··· Supplied material

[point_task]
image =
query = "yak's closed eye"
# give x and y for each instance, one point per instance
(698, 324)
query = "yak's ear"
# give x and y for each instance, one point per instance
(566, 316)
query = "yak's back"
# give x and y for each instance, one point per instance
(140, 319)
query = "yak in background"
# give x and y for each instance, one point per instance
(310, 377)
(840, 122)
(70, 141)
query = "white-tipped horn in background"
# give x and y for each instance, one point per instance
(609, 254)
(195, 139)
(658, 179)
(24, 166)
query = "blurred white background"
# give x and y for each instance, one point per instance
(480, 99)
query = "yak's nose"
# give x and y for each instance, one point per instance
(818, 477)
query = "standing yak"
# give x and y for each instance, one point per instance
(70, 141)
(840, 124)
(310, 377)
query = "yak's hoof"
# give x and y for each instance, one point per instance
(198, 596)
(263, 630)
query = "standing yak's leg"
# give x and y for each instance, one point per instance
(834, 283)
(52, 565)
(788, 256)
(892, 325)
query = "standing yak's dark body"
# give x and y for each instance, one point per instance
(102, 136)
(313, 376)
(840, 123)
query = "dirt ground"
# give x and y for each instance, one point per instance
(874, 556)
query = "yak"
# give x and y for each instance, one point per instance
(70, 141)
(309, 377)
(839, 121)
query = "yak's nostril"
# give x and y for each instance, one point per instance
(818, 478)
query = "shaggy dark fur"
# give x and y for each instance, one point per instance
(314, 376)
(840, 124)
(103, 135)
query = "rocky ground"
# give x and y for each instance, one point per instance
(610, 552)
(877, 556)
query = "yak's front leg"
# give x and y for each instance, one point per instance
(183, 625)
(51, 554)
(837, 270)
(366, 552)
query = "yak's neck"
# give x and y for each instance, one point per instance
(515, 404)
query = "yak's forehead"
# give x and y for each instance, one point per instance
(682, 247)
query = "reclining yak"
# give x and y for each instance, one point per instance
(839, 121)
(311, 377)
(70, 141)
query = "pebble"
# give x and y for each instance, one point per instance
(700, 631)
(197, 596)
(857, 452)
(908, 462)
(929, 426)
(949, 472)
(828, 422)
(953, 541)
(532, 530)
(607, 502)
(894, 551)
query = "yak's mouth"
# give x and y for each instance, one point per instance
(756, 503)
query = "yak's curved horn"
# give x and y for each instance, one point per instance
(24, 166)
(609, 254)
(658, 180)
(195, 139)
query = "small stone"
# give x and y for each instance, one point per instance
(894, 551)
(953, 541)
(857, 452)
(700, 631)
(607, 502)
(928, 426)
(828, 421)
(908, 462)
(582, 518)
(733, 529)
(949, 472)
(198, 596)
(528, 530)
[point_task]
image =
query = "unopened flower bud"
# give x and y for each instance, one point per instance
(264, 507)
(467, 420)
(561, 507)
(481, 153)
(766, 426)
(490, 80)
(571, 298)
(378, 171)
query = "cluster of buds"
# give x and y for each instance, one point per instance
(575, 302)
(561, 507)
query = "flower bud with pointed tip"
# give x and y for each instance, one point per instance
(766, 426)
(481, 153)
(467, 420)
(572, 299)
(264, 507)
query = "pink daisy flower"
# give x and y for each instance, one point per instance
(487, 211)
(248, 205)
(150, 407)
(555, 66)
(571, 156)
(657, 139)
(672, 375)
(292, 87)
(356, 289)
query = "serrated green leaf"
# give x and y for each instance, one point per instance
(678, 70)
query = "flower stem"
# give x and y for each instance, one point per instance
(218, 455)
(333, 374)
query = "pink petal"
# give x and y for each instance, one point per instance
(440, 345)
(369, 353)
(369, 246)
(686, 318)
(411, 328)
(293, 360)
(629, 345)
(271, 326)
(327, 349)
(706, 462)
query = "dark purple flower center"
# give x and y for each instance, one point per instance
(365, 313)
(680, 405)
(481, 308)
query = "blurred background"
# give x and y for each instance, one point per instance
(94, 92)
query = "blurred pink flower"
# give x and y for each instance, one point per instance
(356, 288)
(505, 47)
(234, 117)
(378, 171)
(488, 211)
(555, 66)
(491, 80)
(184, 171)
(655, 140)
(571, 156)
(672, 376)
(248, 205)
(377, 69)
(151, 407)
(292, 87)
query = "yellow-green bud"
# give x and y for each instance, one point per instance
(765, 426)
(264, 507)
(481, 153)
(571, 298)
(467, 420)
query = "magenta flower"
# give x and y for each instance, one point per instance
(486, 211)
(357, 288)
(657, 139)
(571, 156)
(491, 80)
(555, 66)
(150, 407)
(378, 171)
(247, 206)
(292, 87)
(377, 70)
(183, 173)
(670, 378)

······

§ **Work to be completed**: Which lines of the items above contain the word "dark"? Pick out and copy each one, treating the match as case-sensitive.

§ **Final result**:
query = "standing yak's dark body"
query = "shaggy dark fur"
query = "dark purple flower center"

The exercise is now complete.